**Заявленная цель a:** Выпишите без изменений отрывок выбранного текста от слов «Когда же поднималась» до слов «стала обходить плотину.» включительно.

**Выбранный текст:**

Вот нынешней зимой на одной командировке двое из заключенных подошли, схватили стрелка сзади, обезоружили и отвели в лес за полтора километра. Здесь велели ему раздеться догола, взяли винтовку на прицел и командуют:

– Вправо, бегом!

Стрелок побежал, а бандиты в другую сторону. По дороге убили женщину и железнодорожного сторожа. Добыли лошадь, наган и двинулись к станции. Ну, тут их и застукали.

А то вот пришли двое отказчиков из изолятора, спрашивают стрелка:

– Разрешите, товарищ, закурить?

Он дал им огня, и они пошли рядом.

Стрелок парень здоровый, не дурак, видит, что‑то ребята хитрят с ним. Один идет рядом, а другой все норовит зайти сзади... Стрелок отскочил в сторону и взял их на изготовку. Тот, что был сзади, пригнулся и прыгнул, но стрелок успел выстрелить.

Но таких случаев было немного. Даже с отказчиками вох‑ровцы умели сговориться. Бывало, ведут отказчиков в изолятор. Не хотят ребята работать – и крышка. Так стрелок по дороге уговорит. И вот партия вместо изолятора обратно на работу приходит.

Вот Орлова например, тоже ведь «Ваньку валяла», а какой слесарь сейчас! Прямо жжет. Влюбишься в такого слесаря. Женишься – не пожалеешь!

Когда же поднималась тревога или начинался штурм, нельзя было удержать ребят. Случился как‑то пожар в Надвоицах. Горели авральные ворота. Я был в это время в казарме. Народ по тревоге без команды хлынул к шлюзу. Не устоять было в казарме – все равно бы со всеми вынесло.

Самое сильное воспоминание – это ночной штурм в Надвоицах, когда прорвало перемычку, которой был перехвачен Выг.

Надвоицкая плотина – все озеро держит. Сколько было трудов, чтобы преградить путь воде, поставить перемычку. А вода давит. Такие камни сносит, что кажется машиной не поднять. И вот как‑то ночью обошла вода перемычку, прососалась сбоку и стала обходить плотину.

Восемнадцать часов продолжался штурм. Люди с водой бо‑

пояс в холодной воде таскали и ВОХР, и управленцы, и

начальство – все до одного человека. Вода под ряжи набивалась. А ряжи – это громадные деревянные клетки, набитые камнями. Перебросили по ним доски, и по этим доскам над водой бегают люди с тачками, камни вниз сбрасывают, а вода, как бешеная. Бросишь камни, а она их, как солому, смывает. Прибежал я к берегу. Вижу, черная лодка на проволоке по черной воде, как взбесилась, танцует.

Даже страшно стало.

Пошли мы работать ночью в холодную воду. Волна с ног сбивает, а мы несем камни, грунт в тачках гоним. А потом по доскам над водой. Факелы светят. Вода золотом загорается.

А в стороне черно и рвет, как буря. Наши на штурм все ушли кроме дневального, охранявшего оружие.

Все без команды работали, без отдыха.

И победили все‑таки воду.

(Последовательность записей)
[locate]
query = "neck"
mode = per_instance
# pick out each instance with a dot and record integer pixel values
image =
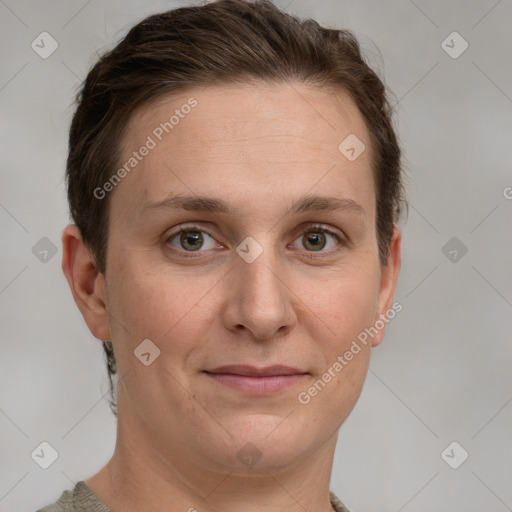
(144, 476)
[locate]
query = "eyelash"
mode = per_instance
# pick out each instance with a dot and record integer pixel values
(315, 228)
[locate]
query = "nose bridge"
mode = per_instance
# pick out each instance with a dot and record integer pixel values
(259, 271)
(260, 296)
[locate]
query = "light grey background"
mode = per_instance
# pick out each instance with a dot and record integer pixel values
(442, 374)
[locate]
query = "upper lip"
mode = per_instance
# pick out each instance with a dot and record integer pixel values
(243, 369)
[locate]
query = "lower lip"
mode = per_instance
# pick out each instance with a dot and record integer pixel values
(257, 385)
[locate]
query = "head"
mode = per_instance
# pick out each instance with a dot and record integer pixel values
(288, 250)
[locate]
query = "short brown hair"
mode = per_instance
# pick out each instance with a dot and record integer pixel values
(222, 42)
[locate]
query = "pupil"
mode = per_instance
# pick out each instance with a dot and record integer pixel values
(318, 241)
(189, 240)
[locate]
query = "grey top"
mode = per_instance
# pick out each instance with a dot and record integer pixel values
(82, 499)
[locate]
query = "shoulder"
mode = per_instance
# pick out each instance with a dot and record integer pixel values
(336, 503)
(80, 499)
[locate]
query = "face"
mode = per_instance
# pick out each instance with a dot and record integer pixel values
(273, 273)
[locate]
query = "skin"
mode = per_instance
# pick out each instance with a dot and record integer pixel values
(259, 147)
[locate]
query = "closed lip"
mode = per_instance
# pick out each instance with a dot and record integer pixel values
(253, 371)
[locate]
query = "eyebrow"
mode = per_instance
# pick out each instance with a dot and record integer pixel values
(310, 202)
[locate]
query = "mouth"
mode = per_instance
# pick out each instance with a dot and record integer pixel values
(257, 381)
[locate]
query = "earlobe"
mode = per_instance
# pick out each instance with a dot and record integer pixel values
(389, 279)
(85, 282)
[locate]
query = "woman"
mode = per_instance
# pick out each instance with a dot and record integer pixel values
(235, 184)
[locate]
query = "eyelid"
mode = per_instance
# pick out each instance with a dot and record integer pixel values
(340, 237)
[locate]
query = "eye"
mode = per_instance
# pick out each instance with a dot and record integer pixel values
(192, 240)
(318, 238)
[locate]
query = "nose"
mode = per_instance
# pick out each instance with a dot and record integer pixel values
(260, 298)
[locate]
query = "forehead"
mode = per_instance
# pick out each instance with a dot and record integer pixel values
(240, 138)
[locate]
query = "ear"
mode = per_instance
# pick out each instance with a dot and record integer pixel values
(86, 283)
(389, 278)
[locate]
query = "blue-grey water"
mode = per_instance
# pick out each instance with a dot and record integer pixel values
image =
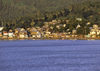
(50, 55)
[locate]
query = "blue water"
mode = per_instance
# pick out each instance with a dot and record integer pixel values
(50, 55)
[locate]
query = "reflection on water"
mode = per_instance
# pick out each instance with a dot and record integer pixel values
(50, 55)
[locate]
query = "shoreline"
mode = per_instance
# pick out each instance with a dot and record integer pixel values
(53, 39)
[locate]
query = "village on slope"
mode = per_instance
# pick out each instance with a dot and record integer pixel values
(47, 32)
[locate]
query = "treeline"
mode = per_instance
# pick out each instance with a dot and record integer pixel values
(12, 16)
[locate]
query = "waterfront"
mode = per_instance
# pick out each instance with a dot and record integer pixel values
(50, 55)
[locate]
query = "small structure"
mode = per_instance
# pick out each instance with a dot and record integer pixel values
(5, 34)
(10, 34)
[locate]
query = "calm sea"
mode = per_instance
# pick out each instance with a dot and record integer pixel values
(50, 55)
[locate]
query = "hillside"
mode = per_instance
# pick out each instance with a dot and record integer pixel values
(10, 9)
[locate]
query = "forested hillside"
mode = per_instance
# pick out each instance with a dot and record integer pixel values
(17, 13)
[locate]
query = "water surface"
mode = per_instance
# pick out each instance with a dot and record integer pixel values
(50, 55)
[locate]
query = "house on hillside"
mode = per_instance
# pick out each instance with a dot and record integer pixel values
(10, 34)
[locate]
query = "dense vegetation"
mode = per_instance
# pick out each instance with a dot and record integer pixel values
(21, 13)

**Заявленная цель b:** Определите все строки записей, где встречается слово «blue», и приведите каждую полностью. Регистр букв учитывается.

**Верный результат a:**
Когда же поднималась тревога или начинался штурм, нельзя было удержать ребят. Случился как‑то пожар в Надвоицах. Горели авральные ворота. Я был в это время в казарме. Народ по тревоге без команды хлынул к шлюзу. Не устоять было в казарме – все равно бы со всеми вынесло.

Самое сильное воспоминание – это ночной штурм в Надвоицах, когда прорвало перемычку, которой был перехвачен Выг.

Надвоицкая плотина – все озеро держит. Сколько было трудов, чтобы преградить путь воде, поставить перемычку. А вода давит. Такие камни сносит, что кажется машиной не поднять. И вот как‑то ночью обошла вода перемычку, прососалась сбоку и стала обходить плотину.

**Верный результат b:**
query = "blue-grey water"
query = "blue water"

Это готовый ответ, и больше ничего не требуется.